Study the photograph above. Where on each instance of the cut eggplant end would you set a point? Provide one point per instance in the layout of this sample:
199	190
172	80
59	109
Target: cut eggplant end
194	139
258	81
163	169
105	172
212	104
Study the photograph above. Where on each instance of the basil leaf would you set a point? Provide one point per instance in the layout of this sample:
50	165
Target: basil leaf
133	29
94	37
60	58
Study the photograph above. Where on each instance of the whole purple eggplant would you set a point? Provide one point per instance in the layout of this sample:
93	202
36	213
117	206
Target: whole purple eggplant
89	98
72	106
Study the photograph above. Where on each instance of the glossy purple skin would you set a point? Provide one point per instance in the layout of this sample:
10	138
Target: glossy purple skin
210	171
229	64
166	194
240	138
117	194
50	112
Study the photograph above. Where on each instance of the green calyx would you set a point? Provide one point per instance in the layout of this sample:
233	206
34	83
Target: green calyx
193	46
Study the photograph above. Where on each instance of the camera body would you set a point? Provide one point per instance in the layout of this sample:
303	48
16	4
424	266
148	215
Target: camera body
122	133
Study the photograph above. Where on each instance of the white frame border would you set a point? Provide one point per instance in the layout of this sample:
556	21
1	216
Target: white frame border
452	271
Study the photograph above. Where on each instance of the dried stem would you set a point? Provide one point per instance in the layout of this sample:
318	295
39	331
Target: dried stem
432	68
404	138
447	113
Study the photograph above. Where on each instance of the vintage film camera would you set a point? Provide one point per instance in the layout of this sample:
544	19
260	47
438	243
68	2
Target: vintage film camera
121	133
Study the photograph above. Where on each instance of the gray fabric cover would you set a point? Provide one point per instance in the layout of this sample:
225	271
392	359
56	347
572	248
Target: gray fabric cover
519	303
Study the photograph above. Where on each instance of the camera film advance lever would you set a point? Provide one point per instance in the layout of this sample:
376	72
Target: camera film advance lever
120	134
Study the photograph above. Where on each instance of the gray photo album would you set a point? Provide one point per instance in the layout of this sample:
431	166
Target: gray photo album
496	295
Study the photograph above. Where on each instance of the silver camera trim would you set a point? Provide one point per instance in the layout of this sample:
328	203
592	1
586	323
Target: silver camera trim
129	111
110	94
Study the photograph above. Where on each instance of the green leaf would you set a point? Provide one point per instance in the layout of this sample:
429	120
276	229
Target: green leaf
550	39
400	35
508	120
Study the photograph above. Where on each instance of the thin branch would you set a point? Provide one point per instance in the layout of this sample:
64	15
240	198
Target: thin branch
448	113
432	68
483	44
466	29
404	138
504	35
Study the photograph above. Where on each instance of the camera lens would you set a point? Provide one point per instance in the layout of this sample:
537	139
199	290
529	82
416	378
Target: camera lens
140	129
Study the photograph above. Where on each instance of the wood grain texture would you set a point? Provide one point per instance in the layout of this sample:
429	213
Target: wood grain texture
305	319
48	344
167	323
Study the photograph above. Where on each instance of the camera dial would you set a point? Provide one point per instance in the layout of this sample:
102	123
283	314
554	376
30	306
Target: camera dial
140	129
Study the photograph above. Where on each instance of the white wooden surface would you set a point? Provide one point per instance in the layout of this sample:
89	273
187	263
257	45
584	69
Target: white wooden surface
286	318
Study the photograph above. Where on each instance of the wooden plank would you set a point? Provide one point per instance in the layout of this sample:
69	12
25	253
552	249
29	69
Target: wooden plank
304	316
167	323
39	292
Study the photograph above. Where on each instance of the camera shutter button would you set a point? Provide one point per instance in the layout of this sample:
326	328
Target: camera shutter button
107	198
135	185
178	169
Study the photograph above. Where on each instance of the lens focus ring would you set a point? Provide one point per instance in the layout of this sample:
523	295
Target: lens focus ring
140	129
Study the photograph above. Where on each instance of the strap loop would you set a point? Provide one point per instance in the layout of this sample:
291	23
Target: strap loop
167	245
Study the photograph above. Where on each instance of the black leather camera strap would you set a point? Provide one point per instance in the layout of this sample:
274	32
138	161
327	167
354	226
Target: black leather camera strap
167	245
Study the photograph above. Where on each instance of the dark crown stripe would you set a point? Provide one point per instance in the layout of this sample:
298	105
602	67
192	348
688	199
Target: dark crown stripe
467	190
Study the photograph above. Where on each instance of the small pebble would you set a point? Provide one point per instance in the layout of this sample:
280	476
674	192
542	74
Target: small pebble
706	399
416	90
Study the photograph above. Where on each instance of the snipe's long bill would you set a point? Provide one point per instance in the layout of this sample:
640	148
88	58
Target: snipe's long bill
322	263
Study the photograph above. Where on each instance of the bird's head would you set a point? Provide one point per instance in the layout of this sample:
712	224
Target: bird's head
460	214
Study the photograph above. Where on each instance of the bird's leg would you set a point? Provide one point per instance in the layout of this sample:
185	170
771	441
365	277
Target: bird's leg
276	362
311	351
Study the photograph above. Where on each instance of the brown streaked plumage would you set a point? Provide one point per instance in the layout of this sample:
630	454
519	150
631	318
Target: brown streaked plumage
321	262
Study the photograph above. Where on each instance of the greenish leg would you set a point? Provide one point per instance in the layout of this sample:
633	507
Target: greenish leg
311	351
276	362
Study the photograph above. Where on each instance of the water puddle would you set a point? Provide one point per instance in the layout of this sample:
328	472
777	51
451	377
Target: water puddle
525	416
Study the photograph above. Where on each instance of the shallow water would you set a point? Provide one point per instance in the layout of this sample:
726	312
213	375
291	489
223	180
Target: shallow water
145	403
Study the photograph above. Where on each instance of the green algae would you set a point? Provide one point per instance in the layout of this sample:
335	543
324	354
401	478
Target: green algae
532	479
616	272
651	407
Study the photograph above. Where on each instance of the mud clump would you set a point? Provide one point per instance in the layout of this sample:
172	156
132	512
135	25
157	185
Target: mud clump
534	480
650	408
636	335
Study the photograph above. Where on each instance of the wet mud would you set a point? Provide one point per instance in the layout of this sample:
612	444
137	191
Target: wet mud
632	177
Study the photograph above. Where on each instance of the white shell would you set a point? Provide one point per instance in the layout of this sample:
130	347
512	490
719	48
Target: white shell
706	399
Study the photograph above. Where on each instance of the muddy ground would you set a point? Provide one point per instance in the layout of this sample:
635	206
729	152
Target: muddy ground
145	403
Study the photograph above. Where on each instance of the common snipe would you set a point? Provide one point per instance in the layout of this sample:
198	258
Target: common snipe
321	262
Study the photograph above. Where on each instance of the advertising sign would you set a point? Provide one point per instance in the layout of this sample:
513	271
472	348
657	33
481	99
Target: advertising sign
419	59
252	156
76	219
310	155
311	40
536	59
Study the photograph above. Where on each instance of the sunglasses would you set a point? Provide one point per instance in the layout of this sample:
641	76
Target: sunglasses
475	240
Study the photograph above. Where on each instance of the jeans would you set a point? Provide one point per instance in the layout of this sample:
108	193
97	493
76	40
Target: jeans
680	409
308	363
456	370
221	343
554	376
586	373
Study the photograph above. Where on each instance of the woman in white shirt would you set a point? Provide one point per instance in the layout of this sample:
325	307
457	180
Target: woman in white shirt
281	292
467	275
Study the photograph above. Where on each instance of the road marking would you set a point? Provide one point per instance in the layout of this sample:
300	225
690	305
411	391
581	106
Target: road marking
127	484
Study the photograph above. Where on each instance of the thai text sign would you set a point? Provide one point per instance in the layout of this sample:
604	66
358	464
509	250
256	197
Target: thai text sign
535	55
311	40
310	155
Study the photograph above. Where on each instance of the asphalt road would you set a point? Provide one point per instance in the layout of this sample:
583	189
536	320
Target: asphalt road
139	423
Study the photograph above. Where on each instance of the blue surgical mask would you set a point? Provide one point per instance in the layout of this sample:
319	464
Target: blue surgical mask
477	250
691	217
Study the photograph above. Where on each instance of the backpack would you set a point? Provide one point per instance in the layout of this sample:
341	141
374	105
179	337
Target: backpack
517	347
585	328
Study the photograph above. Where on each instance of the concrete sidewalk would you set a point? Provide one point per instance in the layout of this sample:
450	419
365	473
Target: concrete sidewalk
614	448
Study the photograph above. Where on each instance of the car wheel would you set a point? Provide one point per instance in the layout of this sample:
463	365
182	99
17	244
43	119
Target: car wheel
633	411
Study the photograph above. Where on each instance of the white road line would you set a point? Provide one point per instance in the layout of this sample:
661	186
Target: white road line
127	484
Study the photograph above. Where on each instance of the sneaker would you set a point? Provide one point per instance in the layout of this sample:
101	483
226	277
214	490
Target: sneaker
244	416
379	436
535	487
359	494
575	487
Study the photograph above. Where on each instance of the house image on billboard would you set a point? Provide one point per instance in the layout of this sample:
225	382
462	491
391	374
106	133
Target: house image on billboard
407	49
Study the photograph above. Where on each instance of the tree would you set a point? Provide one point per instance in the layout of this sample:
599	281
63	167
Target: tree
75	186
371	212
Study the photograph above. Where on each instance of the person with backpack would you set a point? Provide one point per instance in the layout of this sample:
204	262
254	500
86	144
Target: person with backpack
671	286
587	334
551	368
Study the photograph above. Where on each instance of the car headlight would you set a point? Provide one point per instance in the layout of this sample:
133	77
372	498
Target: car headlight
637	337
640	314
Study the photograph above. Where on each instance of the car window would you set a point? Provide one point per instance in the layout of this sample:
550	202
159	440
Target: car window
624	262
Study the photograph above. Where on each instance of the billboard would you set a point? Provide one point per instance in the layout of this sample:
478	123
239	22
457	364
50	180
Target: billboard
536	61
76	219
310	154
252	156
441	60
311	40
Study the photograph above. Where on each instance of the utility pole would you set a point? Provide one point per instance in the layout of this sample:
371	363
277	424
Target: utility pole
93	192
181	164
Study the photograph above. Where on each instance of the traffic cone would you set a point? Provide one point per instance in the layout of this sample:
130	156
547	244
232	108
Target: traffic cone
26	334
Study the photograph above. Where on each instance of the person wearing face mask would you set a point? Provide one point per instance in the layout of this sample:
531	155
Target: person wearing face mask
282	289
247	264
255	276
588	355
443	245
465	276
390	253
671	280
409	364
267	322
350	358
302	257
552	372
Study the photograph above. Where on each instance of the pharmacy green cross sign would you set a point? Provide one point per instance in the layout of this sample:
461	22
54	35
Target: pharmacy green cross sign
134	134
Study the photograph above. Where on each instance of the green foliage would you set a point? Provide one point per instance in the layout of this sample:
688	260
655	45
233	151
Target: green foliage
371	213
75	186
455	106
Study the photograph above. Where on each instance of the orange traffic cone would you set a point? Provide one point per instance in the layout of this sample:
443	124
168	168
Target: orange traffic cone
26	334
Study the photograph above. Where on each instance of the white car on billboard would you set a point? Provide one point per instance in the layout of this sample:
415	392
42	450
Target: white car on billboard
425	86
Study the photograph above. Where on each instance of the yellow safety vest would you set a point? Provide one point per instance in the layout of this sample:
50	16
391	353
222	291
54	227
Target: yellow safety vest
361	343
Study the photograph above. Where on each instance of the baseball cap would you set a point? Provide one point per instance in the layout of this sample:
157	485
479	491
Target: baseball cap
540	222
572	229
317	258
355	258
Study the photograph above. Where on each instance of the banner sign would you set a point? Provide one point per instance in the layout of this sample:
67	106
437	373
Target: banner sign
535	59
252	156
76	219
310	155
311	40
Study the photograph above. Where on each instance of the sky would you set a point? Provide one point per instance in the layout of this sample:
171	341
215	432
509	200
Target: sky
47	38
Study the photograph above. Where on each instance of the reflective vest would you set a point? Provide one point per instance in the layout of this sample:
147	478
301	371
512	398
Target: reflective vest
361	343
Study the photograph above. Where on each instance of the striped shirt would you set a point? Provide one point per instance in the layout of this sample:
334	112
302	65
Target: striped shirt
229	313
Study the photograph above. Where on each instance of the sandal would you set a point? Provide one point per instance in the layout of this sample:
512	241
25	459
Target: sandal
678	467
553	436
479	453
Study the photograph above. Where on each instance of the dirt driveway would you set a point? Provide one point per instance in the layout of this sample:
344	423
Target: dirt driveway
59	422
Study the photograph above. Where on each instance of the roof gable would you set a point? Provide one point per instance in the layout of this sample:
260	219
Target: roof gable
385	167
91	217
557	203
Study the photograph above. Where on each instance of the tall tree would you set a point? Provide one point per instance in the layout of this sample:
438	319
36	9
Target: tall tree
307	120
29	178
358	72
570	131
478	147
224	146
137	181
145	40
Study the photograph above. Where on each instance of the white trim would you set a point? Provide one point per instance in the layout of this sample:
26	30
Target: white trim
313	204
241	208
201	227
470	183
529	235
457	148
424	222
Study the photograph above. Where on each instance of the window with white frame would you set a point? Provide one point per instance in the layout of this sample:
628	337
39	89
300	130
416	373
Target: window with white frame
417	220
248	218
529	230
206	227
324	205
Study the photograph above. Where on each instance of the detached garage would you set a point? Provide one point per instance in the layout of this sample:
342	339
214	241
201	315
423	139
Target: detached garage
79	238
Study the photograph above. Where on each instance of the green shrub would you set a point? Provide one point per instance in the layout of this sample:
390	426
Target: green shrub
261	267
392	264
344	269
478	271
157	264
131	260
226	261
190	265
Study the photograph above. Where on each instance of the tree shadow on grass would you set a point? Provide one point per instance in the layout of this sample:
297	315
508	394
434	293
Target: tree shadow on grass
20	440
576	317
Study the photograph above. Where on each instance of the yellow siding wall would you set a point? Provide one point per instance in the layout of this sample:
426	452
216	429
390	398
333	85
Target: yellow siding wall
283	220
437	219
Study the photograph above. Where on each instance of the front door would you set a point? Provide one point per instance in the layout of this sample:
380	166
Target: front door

- - - -

== Task to carry out ==
Out of the data above, set down the lines from the one with "Target: white car on billboard" to the one with "of the baseball", both included, exactly as written and with no additions.

== Solution to this problem ==
Target: white car on billboard
425	86
Study the photograph above. Where on each instance of the yellow safety vest would you set a point? Provide one point per instance in the layout of this sample:
50	16
391	353
222	291
54	227
Target: yellow safety vest
361	343
Study the photograph above. Where on each instance of the baseball cap would you set a point? Provide one point per instance in the layout of this sample:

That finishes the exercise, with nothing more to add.